======== TEXTAUSZUG

Haffzanderfilet an Waldpilz – Quiche mit Schinkenschaum und Wildkräuter
foto: jschi
foto: jschi
Auch hier mutige Wagnisse zum Zander durch eine Waldpilz Quiche, die Boddden und Erde verbindet, eine Art Usedomer Surf and Turf mit dem Clou durch den Schinkenschaum. Nur was war mit dem Fisch: perfekt, leicht glasig gebraten und trotzdem das Gefühl von Trockenheit. Vielleicht war die Frische doch zu frisch und ein paar Stunde Ruhe wären dem Boddenstar gut bekommen.
Zweierlei vom Ruppiner Lamm an Knoblauchjus mit gebratenem Mini – Gemüse und Pastinakenpüree
foto: jschi
foto: jschi
Das Lamm ein würdiger Vertreter des guten Geschmacks, die Soßenmasse ein Schlag in den Ästhetikmagen. Eigentlich gehört ja ein Knoblauchjus dazu, aber wer das nicht möchte erhält dann leider viel Massivität, ein Ostsee-SoßenSee. Das Pürree leider gemixt, das geht meist in die Konsistenzhose, führt zur leichten Kleistrigkeit . Das Gemüse gut.
Warmer Schokoladenkuchen mit Pistazien an Zwetschgensorbet und kandierten Baby – Äpfeln
foto: jschi
foto: jschi
Zum Abschluss noch einmal ein schönes Gemälde aus Schokopistazien-Kuchen,  Zwetschgensorbet und kandierten Babyäpfeln. Eine gute Trilogie des Geschmacks. Bitte den Kern des Kuchens noch etwas flüssiger  und das Sorbet etwas weniger süß.  Der Himmel über Usedom im ‚Belvedere‘ ist ein gutes Erlebnis mit leichten, eleganten Genusswolken voller Farben, Aromen und Konsistenzen.

================
======== DATENAUSZUG

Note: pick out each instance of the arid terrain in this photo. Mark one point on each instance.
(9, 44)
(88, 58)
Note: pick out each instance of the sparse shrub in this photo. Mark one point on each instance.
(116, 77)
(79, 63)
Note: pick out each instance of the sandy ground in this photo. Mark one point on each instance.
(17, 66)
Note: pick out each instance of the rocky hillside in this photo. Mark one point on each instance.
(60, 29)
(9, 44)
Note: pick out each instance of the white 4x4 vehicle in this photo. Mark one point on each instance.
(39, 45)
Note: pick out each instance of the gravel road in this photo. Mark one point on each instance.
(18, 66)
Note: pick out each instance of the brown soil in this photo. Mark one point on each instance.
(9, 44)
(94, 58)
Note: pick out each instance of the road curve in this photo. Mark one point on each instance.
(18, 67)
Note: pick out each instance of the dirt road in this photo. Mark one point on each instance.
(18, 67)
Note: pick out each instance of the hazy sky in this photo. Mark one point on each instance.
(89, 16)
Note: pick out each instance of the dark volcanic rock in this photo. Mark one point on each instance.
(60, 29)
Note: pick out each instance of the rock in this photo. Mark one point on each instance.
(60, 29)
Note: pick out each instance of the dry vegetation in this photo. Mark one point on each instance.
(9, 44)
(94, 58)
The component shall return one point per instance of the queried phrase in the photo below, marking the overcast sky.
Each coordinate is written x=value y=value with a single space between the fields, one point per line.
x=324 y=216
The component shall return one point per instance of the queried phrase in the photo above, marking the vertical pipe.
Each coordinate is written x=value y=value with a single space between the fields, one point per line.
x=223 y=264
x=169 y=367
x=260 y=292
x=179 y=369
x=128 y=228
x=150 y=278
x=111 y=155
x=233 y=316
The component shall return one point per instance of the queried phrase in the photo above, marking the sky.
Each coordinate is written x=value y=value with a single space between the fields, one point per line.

================

#### AUFGABE
Schreib aus der Restaurantkritik die Stelle von „Warmer Schokoladenkuchen mit“ bis „Aromen und Konsistenzen.“ wortgetreu ab. Maßgeblich ist allein die Restaurantkritik, nicht die Datensätze.

#### ERGEBNIS
Warmer Schokoladenkuchen mit Pistazien an Zwetschgensorbet und kandierten Baby – Äpfeln
foto: jschi
foto: jschi
Zum Abschluss noch einmal ein schönes Gemälde aus Schokopistazien-Kuchen,  Zwetschgensorbet und kandierten Babyäpfeln. Eine gute Trilogie des Geschmacks. Bitte den Kern des Kuchens noch etwas flüssiger  und das Sorbet etwas weniger süß.  Der Himmel über Usedom im ‚Belvedere‘ ist ein gutes Erlebnis mit leichten, eleganten Genusswolken voller Farben, Aromen und Konsistenzen.